--- START ---

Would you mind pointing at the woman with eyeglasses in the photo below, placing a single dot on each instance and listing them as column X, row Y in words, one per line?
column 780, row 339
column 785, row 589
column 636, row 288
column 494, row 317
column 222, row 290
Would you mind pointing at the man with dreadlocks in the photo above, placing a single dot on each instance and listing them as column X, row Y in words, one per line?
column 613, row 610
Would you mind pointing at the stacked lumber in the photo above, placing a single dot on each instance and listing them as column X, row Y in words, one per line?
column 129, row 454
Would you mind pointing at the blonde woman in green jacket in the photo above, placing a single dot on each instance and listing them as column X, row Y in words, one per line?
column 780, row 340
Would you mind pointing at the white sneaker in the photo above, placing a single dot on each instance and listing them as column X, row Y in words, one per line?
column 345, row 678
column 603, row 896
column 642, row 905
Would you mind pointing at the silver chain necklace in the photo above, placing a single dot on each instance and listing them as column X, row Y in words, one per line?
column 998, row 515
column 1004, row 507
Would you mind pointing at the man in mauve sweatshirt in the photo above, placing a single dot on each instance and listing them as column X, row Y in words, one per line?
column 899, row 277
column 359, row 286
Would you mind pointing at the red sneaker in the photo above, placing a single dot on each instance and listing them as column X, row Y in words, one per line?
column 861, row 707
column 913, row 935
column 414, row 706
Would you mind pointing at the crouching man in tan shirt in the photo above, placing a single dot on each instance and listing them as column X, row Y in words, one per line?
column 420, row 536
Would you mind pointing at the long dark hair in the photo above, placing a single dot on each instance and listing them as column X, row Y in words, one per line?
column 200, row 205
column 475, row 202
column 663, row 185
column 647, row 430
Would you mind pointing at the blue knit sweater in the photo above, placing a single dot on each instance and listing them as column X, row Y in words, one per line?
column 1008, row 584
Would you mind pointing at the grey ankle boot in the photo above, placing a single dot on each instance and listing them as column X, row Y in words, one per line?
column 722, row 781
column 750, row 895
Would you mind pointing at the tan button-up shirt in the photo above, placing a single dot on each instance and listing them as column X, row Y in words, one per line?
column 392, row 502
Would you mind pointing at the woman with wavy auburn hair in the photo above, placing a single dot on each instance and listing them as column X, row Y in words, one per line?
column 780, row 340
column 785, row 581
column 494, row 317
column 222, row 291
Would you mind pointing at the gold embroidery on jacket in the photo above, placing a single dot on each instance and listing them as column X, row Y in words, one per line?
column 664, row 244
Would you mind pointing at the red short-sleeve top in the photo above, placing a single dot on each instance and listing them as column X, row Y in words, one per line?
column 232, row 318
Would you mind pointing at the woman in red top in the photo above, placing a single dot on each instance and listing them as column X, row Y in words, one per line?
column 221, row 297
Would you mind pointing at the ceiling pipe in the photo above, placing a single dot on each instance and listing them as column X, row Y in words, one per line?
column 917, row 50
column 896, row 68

--- END ---

▶ _Your instructions_: Retype all of the entries precisely as they are.

▶ _Output below_:
Would you mind pointing at the woman with eyeglasses in the photo below, placing a single dot on each instance and listing them as column X, row Y in words, one per line?
column 780, row 339
column 785, row 589
column 636, row 288
column 494, row 317
column 222, row 290
Would you mind pointing at the man with dreadlocks in the photo above, placing a single dot on each instance and listing them as column X, row Y in words, one per line?
column 613, row 610
Would you mind pointing at the stacked lumber in the photo above, placing a single dot on each instance and listing them as column X, row Y in words, one per line?
column 129, row 454
Would you mind pointing at the blonde woman in green jacket in the photo above, placing a single dot on each instance and listing them as column X, row Y in words, one per line?
column 780, row 340
Would you mind pointing at the white sneaker in the photo above, placing a single dot on each instance and listing them as column X, row Y in words, one per line?
column 345, row 678
column 603, row 896
column 642, row 905
Would you mind pointing at the silver chain necklace in the photo above, placing a single dot on each instance and listing them as column X, row Y in words, one per line?
column 998, row 515
column 1004, row 507
Would you mind pointing at the man in mauve sweatshirt in the photo above, placing a single dot on each instance and listing them as column X, row Y in words, one per line?
column 899, row 277
column 359, row 286
Would you mind pointing at the red sneaker in the photo above, placing a single dot on each instance and listing them as column X, row Y in words, one per line?
column 861, row 707
column 913, row 935
column 414, row 706
Would you mind pointing at the crouching man in tan shirt in the photo above, placing a single dot on each instance and listing them as column X, row Y in words, one per line?
column 420, row 536
Would you mind pointing at the long dark hair in the photo above, placing a single dot on each instance and listing them as column X, row Y in words, one per line?
column 200, row 205
column 475, row 202
column 663, row 185
column 647, row 430
Would you mind pointing at the blue knit sweater in the photo above, placing a single dot on each instance and listing them as column X, row Y in words, one per line?
column 1008, row 584
Would you mind pointing at the grey ankle boot in the photo above, placing a single dot on each instance and listing them as column X, row Y in words, one per line?
column 722, row 781
column 750, row 895
Would you mind pointing at the tan button-up shirt in the photo above, placing a single dot on each instance and listing them as column X, row Y in words, one per line?
column 392, row 502
Would you mind pointing at the woman with wavy auburn hair in the photo above, placing a single dot on each instance and listing them as column X, row Y in words, one per line?
column 780, row 340
column 785, row 581
column 494, row 317
column 222, row 291
Would you mind pointing at the gold embroidery on jacket in the photo above, placing a single dot on each instance and listing them as column X, row Y in words, one per line?
column 664, row 244
Would you mind pointing at the red short-sleeve top in the photo above, placing a single dot on each instance and listing them as column X, row Y in words, one per line?
column 232, row 318
Would you mind pointing at the woman in red top in the photo above, placing a single dot on each instance and listing them as column X, row Y in words, one per line?
column 221, row 297
Would you mind pointing at the ceiling pipe in the photo above, placing a single dot on each instance and listing them as column X, row Y in words, one per line?
column 917, row 50
column 896, row 68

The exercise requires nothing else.